> _WHAT YOU ARE ASKED TO DO_
Type out the listing again, exactly, with every line included.
------ DATASET
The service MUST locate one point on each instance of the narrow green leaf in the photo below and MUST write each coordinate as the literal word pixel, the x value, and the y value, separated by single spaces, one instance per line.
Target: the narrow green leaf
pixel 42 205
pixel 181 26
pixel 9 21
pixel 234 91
------------
> _SOLUTION TO THE EXERCISE_
The service MUST locate one point on each instance of the narrow green leaf in the photo below and MUST write each coordinate as the literal word pixel, the x value, and the y value, separated by single spaces, one instance per line.
Target: the narrow green leaf
pixel 42 205
pixel 181 26
pixel 9 21
pixel 234 91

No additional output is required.